Please reproduce the records below word for word, from their first line through the line containing "Query: shrub", with that line included.

● **INFORMATION SHOWN**:
__________

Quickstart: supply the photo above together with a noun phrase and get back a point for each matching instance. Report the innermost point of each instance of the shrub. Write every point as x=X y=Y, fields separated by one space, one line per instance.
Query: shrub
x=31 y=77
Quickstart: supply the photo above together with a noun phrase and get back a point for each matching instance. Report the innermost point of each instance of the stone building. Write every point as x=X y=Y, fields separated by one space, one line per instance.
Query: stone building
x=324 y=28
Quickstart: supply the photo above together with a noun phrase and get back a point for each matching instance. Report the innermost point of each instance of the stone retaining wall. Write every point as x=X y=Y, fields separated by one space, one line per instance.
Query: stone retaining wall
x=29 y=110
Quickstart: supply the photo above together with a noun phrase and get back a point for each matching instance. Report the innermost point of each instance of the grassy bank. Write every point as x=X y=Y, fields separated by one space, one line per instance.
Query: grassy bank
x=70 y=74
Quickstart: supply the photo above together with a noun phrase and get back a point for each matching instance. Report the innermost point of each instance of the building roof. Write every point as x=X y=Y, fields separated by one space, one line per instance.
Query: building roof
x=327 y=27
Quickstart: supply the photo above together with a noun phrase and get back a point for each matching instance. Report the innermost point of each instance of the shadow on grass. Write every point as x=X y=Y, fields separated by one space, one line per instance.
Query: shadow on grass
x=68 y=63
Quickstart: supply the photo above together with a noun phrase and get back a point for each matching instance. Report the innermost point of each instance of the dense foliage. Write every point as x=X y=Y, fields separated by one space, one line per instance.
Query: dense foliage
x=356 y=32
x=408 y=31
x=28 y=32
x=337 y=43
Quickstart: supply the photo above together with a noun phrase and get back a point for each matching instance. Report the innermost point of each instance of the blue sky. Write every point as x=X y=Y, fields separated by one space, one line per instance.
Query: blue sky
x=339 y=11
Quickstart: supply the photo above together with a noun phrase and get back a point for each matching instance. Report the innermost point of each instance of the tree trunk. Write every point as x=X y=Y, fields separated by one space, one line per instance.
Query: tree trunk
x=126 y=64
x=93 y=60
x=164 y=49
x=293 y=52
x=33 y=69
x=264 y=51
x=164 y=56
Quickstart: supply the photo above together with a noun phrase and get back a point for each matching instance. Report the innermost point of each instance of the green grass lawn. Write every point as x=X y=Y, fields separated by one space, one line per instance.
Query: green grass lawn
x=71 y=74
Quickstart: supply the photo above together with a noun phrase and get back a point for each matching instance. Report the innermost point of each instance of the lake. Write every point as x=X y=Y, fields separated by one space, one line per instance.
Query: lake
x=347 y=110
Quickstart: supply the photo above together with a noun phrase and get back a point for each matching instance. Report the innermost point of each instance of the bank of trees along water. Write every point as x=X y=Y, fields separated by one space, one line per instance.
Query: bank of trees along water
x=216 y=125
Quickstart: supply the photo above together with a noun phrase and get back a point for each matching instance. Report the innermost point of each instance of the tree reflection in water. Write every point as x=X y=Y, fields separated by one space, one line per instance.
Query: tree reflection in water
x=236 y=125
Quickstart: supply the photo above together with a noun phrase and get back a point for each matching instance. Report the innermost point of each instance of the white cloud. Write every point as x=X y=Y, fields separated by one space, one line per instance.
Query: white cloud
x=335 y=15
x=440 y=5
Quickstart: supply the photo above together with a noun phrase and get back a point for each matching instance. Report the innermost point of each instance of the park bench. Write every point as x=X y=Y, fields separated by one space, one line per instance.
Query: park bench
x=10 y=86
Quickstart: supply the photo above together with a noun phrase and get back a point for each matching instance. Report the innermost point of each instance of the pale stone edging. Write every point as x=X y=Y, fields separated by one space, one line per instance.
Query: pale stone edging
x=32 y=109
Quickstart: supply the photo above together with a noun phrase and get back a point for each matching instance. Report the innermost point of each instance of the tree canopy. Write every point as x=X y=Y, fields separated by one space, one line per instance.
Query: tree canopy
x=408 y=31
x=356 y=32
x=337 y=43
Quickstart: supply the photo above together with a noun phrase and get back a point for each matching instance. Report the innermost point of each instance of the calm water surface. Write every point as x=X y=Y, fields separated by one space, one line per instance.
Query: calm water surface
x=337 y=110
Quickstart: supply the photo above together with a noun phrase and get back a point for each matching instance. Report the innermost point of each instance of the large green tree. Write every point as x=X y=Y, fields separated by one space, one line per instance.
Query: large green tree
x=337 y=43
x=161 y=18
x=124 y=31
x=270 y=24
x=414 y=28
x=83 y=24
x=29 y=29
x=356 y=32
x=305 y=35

__________

● **TASK OUTPUT**:
Quickstart: supply the photo above together with a noun phrase and get back a point for each matching instance. Report the innermost point of each instance of the shrub. Write every point as x=X y=Y, fields separated by one space, one line per instance.
Query: shrub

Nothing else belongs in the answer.